System Developed By HMC Students Could Find Extraterrestrial Life

Two Harvey Mudd College students developed a method of detecting life last summer that could one day be used to find living organisms on other planets. A grant proposal for futher development and attachment of the system to a rover has been submitted to NASA. The students and their mentors hope that, one day, the system could make it to Mars.    

Physics major Alex Hall HM’ 12 and engineering major Steven Hang HM’ 13 worked with Professor of Physics Greg Lyzenga and Mike Storrie-Lombardi, M.D., Executive Director of the Pasadena-based Kinohi Institute, to build a prototype over the summer.     

The system uses lasers to detect specific molecules through a process known as spectroscopy. As a laser bounces off a sample, it emits different colors depending on the types of molecules it hits. The system records the colors it sees, and scientists can use the information to figure out whether the sample contains living organisms.    

“People who are skilled in the field can look at these plots and immediately go, ‘Oh, I see this, and that corresponds to this molecule, and I know that this is covered in microbes,’ ” Hall said. 

Hall was attracted to the project because of its combination of biology and physics, and because it had potential to travel to other planets, he said.      

“Life in space,” he said. “That’s cool, right off the bat.”    

Lyzenga praised the project as a unique opportunity to involve undergraduates in cutting-edge science, and said he wants to continue developing the project.    

“We would like to get a succession of projects that will eventually send students to interesting places,” he said. “Send them out to the desert, send them to ice caves in Austria, send them to various interesting areas and perhaps someday put an instrument like this on a spacecraft going to Mars.”

**PROMPT 1**
From the article on the life-detection system, reproduce the passage beginning at the words "Physics major Alex" and stopping after "contains living organisms.".
**PROMPT 2**
State whether each statement agrees with the article on the life-detection system, answering yes or no and quoting the words that decide it: (a) The students built the prototype over the summer. (b) The system relies on sound waves to detect molecules. (c) Alex Hall is an engineering major.
The entries that follow were taken from a different source.

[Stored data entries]
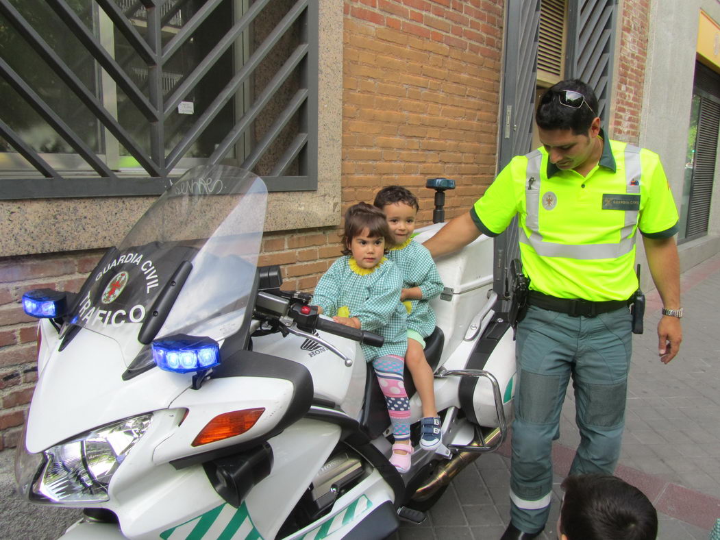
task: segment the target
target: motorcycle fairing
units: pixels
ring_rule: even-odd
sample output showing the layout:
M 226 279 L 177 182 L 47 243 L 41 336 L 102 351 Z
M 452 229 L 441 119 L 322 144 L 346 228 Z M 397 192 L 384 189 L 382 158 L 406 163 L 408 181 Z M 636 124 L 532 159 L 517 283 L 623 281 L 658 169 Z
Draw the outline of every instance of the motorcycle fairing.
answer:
* * *
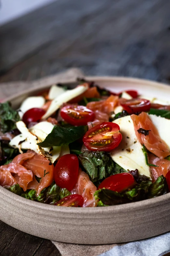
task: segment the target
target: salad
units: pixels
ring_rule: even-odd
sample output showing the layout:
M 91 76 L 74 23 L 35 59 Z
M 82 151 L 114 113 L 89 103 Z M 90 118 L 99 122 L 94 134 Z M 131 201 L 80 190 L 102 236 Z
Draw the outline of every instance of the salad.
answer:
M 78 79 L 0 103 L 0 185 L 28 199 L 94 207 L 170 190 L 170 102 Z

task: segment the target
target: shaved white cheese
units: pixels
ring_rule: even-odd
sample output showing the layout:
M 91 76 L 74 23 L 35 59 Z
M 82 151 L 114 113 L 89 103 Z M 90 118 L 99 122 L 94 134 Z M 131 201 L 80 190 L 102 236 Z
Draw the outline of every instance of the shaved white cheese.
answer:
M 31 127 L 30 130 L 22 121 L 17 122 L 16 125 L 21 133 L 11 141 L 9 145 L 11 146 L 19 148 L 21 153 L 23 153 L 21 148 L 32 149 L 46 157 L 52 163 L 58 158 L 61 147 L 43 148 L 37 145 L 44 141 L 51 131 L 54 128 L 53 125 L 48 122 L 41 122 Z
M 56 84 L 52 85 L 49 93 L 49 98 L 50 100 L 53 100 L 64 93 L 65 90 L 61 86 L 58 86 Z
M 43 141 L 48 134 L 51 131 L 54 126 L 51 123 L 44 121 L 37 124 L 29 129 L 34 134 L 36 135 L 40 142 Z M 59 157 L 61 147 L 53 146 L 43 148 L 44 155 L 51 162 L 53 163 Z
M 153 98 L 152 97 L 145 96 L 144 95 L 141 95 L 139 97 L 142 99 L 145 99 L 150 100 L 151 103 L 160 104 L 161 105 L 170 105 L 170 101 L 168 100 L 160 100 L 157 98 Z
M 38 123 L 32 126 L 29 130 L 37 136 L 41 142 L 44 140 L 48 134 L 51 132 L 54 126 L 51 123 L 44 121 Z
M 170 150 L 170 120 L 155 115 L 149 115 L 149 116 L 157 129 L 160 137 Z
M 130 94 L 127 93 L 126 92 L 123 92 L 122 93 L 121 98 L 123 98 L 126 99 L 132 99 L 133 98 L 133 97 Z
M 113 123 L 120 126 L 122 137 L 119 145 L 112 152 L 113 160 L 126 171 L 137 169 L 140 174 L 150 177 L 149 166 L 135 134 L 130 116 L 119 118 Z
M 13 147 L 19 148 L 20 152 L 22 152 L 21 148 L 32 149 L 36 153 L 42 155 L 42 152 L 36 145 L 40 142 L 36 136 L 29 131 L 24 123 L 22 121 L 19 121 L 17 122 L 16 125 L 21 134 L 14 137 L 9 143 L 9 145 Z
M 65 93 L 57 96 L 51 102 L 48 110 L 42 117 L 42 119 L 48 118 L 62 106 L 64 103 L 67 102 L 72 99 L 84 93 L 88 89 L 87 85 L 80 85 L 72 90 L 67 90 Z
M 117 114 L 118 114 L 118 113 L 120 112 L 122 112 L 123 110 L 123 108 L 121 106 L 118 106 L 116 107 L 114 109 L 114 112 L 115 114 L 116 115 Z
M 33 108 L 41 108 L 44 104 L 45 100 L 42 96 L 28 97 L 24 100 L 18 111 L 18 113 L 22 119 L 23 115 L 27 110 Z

**EXPECTED OUTPUT 1**
Physics major Alex Hall HM’ 12 and engineering major Steven Hang HM’ 13 worked with Professor of Physics Greg Lyzenga and Mike Storrie-Lombardi, M.D., Executive Director of the Pasadena-based Kinohi Institute, to build a prototype over the summer.     

The system uses lasers to detect specific molecules through a process known as spectroscopy. As a laser bounces off a sample, it emits different colors depending on the types of molecules it hits. The system records the colors it sees, and scientists can use the information to figure out whether the sample contains living organisms.

**EXPECTED OUTPUT 2**
(a) Yes: "to build a prototype over the summer"
(b) No: "The system uses lasers to detect specific molecules"
(c) No: "Physics major Alex Hall HM’ 12"